_To be done:_
Reproduce only the part that opens with the line containing "task: segment the window pane" and closes with the line containing "M178 32L178 33L180", renaming "window pane" to "glass pane" wherever it occurs there and leaving everything else unchanged.

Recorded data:
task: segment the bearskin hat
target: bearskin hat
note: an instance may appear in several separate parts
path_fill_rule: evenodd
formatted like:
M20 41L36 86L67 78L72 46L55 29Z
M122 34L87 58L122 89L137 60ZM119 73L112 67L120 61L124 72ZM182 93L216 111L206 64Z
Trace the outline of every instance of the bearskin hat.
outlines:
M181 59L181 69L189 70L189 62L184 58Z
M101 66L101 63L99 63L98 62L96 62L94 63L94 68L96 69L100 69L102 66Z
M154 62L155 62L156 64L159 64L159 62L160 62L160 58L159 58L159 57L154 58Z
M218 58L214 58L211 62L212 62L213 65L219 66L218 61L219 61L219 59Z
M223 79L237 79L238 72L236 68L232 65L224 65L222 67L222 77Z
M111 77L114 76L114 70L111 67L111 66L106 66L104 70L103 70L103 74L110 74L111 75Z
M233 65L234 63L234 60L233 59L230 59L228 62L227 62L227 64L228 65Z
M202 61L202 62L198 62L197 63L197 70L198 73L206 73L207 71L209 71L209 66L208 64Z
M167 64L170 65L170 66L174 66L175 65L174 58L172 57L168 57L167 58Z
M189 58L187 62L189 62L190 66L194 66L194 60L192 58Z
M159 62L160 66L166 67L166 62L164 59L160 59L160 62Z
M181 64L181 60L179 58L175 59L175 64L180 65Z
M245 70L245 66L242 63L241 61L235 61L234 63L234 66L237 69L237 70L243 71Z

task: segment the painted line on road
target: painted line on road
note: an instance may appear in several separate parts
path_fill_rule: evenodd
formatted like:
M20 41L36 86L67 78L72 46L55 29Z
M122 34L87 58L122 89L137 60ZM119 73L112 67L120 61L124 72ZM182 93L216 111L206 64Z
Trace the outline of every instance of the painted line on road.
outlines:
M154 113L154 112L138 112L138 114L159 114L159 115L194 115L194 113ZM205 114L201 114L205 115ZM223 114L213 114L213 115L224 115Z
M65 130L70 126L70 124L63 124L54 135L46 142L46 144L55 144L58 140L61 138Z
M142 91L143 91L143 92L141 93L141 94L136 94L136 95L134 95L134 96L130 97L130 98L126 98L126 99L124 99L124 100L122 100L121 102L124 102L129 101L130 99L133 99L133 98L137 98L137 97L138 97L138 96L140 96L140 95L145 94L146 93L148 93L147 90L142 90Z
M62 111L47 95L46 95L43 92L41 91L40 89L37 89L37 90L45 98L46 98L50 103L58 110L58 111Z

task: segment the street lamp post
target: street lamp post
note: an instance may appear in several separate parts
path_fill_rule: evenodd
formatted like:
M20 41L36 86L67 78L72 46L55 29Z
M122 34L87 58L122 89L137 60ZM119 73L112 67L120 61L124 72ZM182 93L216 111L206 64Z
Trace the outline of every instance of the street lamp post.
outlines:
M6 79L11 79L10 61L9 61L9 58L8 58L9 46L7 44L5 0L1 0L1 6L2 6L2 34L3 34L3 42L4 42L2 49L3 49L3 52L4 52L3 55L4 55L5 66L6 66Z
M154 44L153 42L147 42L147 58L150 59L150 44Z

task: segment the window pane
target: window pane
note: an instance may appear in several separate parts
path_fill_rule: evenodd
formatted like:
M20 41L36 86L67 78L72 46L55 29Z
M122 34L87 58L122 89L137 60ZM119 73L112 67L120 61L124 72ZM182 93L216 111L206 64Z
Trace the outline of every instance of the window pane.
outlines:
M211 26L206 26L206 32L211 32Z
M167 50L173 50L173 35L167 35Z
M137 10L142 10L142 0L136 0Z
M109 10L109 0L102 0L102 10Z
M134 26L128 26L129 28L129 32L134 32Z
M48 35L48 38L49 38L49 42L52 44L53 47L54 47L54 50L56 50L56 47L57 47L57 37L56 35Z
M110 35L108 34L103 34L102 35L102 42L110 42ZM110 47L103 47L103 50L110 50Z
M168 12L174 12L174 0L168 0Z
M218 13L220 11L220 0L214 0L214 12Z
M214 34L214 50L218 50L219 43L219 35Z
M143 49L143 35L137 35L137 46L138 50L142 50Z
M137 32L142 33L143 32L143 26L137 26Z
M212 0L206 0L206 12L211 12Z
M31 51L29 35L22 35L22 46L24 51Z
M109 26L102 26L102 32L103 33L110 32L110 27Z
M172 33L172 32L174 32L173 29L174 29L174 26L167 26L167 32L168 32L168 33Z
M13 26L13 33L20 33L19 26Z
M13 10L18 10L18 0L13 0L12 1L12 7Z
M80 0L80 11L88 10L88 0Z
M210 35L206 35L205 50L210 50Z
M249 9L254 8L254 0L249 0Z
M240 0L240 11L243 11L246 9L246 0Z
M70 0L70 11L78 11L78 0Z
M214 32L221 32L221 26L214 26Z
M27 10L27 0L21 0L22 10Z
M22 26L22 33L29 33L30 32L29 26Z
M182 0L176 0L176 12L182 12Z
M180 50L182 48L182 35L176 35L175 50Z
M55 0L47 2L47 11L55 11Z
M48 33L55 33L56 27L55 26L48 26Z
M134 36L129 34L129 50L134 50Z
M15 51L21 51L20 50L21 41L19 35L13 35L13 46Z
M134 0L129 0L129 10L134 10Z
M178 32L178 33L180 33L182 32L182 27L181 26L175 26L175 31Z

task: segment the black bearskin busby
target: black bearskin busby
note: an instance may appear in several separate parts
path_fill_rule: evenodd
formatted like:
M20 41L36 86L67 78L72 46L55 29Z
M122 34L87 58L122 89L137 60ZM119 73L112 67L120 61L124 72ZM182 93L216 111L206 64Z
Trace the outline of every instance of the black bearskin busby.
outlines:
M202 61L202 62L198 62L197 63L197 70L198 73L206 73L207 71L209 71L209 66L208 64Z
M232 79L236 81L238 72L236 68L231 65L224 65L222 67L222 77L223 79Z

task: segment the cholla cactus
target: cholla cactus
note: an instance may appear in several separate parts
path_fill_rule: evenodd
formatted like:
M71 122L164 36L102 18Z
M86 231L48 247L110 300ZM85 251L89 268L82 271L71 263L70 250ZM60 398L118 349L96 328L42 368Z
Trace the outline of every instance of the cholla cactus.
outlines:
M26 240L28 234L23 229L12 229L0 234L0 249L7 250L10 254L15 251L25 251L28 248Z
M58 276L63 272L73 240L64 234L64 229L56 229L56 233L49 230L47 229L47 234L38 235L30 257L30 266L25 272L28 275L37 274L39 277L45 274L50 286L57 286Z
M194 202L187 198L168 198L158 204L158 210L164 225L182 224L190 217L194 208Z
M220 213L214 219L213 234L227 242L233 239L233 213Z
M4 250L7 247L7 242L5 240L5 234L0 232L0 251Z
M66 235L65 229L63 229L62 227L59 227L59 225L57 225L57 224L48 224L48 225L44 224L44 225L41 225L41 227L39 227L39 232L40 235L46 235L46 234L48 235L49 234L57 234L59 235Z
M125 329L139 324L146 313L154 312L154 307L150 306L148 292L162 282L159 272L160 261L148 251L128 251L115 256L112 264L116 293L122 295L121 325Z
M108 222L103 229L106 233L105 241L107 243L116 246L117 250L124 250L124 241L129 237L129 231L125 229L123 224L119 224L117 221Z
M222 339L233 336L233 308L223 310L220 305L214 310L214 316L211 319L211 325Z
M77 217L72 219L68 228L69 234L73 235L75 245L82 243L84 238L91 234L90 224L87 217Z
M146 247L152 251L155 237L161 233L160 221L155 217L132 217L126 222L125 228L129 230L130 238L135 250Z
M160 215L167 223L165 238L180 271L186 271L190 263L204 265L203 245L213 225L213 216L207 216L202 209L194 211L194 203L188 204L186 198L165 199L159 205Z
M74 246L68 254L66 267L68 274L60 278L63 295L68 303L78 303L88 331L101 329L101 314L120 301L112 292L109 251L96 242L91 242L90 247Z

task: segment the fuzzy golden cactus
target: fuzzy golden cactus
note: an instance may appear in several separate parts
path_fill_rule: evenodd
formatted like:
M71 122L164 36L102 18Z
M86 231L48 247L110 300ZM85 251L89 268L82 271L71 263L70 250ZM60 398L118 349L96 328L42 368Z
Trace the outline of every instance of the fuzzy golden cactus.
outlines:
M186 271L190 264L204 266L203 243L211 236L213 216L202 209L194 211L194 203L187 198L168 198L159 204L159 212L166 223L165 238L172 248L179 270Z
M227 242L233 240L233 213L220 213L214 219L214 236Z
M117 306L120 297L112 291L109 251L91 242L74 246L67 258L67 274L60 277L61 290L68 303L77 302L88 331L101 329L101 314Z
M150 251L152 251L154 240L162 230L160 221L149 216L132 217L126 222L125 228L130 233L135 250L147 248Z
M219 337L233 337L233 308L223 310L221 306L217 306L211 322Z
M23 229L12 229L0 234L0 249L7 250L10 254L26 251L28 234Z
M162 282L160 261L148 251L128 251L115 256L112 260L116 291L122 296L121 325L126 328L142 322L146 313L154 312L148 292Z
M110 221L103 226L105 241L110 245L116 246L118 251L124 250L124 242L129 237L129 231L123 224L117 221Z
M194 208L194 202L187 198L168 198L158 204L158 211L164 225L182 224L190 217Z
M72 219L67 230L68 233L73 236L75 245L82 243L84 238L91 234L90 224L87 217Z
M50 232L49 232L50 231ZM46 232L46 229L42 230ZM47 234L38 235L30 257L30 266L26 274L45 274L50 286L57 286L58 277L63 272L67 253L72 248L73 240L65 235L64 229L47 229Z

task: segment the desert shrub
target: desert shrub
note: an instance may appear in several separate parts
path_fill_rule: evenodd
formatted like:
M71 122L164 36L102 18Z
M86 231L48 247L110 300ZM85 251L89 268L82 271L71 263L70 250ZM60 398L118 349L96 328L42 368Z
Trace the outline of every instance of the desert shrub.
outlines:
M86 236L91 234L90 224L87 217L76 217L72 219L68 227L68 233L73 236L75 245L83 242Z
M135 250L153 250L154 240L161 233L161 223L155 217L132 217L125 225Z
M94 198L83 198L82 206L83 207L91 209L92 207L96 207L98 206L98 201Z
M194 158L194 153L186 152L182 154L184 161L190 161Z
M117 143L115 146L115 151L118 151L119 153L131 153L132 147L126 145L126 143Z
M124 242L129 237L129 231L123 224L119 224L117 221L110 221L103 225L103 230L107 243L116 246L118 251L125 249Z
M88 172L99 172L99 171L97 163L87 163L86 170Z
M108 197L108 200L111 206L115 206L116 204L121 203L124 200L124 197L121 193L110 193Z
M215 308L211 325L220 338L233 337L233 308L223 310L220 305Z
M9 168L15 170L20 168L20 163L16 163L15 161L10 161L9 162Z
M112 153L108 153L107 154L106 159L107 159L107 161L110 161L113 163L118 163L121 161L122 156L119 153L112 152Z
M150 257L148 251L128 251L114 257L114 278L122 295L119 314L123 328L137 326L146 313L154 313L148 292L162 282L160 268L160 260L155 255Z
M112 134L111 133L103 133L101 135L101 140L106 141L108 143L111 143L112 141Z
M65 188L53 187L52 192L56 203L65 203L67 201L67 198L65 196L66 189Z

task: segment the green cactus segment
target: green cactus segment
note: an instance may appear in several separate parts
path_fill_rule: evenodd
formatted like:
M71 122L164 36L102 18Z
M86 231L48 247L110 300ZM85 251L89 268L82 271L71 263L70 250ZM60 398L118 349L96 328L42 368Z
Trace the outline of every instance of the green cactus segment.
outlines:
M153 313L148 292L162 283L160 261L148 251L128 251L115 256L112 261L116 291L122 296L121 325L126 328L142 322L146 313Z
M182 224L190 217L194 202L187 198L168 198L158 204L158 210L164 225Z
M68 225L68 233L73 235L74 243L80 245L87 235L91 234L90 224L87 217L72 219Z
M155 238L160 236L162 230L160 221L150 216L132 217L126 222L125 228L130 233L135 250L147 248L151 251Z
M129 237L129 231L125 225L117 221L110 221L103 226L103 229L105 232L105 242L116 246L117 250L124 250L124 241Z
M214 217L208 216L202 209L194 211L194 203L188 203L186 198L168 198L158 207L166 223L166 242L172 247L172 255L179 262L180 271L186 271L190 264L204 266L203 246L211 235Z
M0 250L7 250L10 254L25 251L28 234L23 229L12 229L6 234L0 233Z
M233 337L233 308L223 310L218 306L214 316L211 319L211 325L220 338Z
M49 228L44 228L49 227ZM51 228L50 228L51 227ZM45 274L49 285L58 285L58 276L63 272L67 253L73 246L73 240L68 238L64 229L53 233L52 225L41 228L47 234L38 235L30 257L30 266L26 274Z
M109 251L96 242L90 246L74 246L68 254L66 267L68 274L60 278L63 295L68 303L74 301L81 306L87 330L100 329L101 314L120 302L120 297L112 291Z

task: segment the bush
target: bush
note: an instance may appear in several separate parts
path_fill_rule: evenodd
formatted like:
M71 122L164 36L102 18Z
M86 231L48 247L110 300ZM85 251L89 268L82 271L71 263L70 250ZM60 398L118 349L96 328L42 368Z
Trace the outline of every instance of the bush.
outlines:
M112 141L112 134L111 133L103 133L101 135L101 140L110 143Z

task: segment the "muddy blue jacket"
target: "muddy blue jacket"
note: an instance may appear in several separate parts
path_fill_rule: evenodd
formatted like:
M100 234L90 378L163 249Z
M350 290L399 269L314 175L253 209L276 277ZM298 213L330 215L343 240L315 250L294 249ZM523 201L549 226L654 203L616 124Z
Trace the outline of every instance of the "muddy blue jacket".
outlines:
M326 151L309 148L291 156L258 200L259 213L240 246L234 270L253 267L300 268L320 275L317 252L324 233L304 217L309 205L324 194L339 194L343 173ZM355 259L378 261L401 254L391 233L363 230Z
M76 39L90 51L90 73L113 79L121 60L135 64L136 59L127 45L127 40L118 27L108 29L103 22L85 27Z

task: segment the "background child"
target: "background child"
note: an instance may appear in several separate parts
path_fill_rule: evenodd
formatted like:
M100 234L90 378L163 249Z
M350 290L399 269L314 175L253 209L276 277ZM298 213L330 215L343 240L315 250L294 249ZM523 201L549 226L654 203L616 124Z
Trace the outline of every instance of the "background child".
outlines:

_Output of the task:_
task: segment the glass pane
target: glass pane
note: an instance may appear in several separate parts
path_fill_rule: evenodd
formatted like:
M20 41L36 86L67 78L72 46L55 29Z
M122 34L87 58L122 89L137 60ZM119 73L112 67L120 61L124 72ZM182 93L216 111L206 64Z
Trace the outline of every instance of the glass pane.
outlines:
M211 26L206 26L206 32L211 32Z
M167 50L173 50L173 35L167 35Z
M137 10L142 10L142 0L136 0Z
M109 10L109 0L102 0L102 10Z
M134 26L128 26L129 28L129 32L134 32Z
M48 35L48 38L49 38L49 42L52 44L53 47L54 47L54 50L56 50L56 47L57 47L57 37L56 35Z
M110 35L108 34L103 34L102 35L102 42L110 42ZM110 47L103 47L103 50L110 50Z
M168 12L174 12L174 0L168 0Z
M218 13L220 11L220 0L214 0L214 12Z
M214 34L214 50L218 50L219 43L219 35Z
M143 49L143 35L137 35L137 46L138 50L142 50Z
M137 32L142 33L143 32L143 26L137 26Z
M212 0L206 0L206 12L211 12Z
M31 51L29 35L22 35L22 46L24 51Z
M109 26L102 26L102 32L103 33L110 32L110 27Z
M172 33L172 32L174 32L173 29L174 29L174 26L167 26L167 32L168 32L168 33Z
M13 26L13 33L20 33L19 26Z
M13 10L18 10L18 0L13 0L12 1L12 7Z
M80 0L80 11L88 10L88 0Z
M210 35L206 35L205 50L210 50Z
M249 9L254 8L254 0L249 0Z
M240 0L240 11L243 11L246 9L246 0Z
M70 0L70 11L78 11L78 0Z
M214 32L221 32L221 26L214 26Z
M27 10L27 0L21 0L22 10Z
M22 26L22 33L29 33L30 32L29 26Z
M182 0L176 0L176 12L182 12Z
M180 50L182 48L182 35L176 35L175 50Z
M55 0L47 2L47 11L55 11Z
M48 33L55 33L56 27L55 26L48 26Z
M134 36L129 34L129 50L134 50Z
M15 51L21 51L20 50L21 41L19 35L13 35L13 46Z
M134 0L129 0L129 10L134 10Z
M178 32L178 33L180 33L182 32L182 27L181 26L175 26L175 31Z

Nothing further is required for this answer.